■ **APPLY WHAT YOU READ**:
- A) According to the article on miR-132 and tumor angiogenesis, how does miR-132 act as an angiogenic switch? Answer in one to three sentences.
- B) Write what comes next in the article on miR-132 and tumor angiogenesis, picking up after its final sentence.

■ **SOURCE TEXT**:
________________________
Investigators state that an miRNA known as miR-132 acts as the molecular switch responsible for triggering angiogenesis in tumor formation. Early studies by a team led by David A Cheresh, Ph.D., professor of pathology at the University of California San Diego School of Medicine, have shown that blocking miR-132 through the use of neutralizing miRNAs effectively controls disease severity in animal models of cancer and retinal disorders. Conversely, ectopic expression of miR-132 in endothelial cells in vitro was found to increase cellular proliferation and tube-forming capacity.
Their research is published online in Nature Medicine in a paper titled "MicroRNA-132–Mediated Loss of p120RasGAP Activates the Endothelium to Facilitate Pathological Angiogenesis."
miR-132 is a highly conserved miRNA transcribed from an intergenic region on human chromosome 17, the authors explain. The team subsequently confirmed that miR-132 is highly upregulated in a human embryonic stem cell model of vasculogenesis and highly expressed in the endothelium of human tumors and hemangiomas but was undetectable in normal endothelium. Further investigation showed that miR-132 acts as an angiogenic switch by targeting p120RasGAP in the endothelium and thereby inducing neovascularisation.
________________________
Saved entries
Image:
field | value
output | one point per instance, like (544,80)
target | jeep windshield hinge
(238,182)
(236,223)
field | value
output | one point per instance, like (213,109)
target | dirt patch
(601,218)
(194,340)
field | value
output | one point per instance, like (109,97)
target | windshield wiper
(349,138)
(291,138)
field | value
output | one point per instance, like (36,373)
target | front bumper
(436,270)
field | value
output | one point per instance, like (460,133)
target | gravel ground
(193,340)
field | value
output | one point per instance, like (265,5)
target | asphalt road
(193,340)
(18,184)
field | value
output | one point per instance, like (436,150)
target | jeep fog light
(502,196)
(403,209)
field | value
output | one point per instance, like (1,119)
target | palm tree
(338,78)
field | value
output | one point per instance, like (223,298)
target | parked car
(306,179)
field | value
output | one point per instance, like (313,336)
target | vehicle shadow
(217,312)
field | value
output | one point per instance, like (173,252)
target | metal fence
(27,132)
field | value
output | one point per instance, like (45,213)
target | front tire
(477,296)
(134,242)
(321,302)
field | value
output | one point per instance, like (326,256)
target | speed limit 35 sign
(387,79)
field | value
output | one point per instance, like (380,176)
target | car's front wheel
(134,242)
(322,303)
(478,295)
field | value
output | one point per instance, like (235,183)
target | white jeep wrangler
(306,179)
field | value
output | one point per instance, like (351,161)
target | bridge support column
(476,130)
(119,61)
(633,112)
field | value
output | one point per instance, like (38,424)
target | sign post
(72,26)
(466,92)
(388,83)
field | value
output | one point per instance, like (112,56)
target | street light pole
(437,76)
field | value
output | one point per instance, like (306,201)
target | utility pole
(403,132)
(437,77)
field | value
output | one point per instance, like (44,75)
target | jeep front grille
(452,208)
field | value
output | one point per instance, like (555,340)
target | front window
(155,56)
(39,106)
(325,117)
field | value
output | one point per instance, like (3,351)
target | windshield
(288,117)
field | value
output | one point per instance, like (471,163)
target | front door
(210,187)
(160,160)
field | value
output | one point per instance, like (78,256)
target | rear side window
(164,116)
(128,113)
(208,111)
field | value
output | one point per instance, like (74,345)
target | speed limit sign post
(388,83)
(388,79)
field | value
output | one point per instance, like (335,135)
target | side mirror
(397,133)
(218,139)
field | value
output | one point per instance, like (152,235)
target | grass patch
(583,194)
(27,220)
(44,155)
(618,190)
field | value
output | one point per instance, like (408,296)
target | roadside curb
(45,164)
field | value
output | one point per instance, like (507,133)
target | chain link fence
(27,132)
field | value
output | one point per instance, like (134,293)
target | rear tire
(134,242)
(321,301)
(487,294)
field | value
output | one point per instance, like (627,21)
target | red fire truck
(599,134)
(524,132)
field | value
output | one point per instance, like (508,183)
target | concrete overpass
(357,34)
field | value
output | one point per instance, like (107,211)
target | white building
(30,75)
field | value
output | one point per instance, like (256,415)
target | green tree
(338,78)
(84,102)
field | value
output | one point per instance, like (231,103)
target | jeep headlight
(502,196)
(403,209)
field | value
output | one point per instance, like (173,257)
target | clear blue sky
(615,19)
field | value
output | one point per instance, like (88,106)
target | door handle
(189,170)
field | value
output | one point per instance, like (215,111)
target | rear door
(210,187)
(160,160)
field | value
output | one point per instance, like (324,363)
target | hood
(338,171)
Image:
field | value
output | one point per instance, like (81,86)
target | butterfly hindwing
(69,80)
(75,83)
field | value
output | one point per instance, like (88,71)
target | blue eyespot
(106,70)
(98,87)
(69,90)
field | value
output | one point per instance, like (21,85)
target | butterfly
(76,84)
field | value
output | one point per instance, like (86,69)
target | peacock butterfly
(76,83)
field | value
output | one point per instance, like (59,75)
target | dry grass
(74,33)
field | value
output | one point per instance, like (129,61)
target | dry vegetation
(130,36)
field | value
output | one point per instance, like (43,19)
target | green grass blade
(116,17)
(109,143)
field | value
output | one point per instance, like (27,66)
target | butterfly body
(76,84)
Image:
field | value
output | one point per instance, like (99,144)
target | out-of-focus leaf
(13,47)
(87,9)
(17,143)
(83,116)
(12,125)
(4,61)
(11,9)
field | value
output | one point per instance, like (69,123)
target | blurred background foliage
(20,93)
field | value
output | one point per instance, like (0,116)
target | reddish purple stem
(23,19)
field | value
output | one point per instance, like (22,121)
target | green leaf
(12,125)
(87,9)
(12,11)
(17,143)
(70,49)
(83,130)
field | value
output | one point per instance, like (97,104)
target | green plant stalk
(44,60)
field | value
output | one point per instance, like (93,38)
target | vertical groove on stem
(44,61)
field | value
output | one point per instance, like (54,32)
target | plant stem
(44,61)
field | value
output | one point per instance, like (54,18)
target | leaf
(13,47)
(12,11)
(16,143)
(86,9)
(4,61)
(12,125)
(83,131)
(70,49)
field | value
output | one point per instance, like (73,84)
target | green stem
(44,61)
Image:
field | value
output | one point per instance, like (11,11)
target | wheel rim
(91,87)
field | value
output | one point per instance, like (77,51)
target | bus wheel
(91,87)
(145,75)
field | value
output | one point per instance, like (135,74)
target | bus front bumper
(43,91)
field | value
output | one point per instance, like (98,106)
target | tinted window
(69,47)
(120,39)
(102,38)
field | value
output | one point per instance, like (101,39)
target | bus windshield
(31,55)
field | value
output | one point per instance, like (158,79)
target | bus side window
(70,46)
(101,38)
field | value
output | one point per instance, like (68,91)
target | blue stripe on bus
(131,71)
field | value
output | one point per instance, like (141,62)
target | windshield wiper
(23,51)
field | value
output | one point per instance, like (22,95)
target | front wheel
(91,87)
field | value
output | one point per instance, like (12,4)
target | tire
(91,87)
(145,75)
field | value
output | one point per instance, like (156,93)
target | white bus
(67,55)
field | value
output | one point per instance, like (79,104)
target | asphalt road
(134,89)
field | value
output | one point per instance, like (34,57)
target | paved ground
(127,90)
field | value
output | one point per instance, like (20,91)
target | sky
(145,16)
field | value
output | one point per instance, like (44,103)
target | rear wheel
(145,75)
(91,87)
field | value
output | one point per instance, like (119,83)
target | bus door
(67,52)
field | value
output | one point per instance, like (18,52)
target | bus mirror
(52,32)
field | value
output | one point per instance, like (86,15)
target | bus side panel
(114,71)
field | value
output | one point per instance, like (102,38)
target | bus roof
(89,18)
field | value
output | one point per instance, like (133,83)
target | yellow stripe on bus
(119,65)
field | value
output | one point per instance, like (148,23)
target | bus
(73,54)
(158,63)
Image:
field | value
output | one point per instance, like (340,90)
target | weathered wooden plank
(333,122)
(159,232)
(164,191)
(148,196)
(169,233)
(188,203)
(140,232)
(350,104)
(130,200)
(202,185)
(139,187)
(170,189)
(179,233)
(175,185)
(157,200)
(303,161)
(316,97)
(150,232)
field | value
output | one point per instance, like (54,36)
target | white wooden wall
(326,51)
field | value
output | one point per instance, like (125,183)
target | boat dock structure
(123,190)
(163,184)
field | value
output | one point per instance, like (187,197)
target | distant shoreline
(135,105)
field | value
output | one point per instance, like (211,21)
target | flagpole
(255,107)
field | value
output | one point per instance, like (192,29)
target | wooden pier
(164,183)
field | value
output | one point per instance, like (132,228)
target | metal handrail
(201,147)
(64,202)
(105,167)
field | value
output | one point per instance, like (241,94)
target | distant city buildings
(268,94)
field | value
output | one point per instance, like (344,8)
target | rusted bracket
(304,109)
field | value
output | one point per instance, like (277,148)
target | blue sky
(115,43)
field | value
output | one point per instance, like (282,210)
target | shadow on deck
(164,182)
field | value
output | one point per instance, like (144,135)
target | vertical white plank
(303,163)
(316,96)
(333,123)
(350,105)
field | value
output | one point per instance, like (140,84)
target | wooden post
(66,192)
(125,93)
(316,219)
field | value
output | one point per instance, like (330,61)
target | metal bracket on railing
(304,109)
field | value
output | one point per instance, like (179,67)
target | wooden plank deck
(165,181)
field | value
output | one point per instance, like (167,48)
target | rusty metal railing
________________________
■ **SOLVED TASKS**:
- A) miR-132 targets p120RasGAP in the endothelium. By doing so, it induces neovascularisation, the formation of new blood vessels, which is why it is described as an angiogenic switch.

- B)
To evaluate the effects of blocking miR-132 activity the researchers used a nanoparticle delivery platform to systemically deliver anti-miR-132 in cancer-bearing mice. The nanoparticles not only blocked angiogenesis induced by a VEGF-secreting ovarian carcinoma but also significantly decreased tumor burden and angiogenesis in an orthotopic xenograft mouse model of human breast carcinoma, they claim. After treatment with anti-miR-132 nanoparticles the vasculature of the mice showed increased endothelial p120RasGAP, which appears to confirm the hypothesis that antagonism of miR-132 can restore p120RasGAP expression during neovascularisation in vivo.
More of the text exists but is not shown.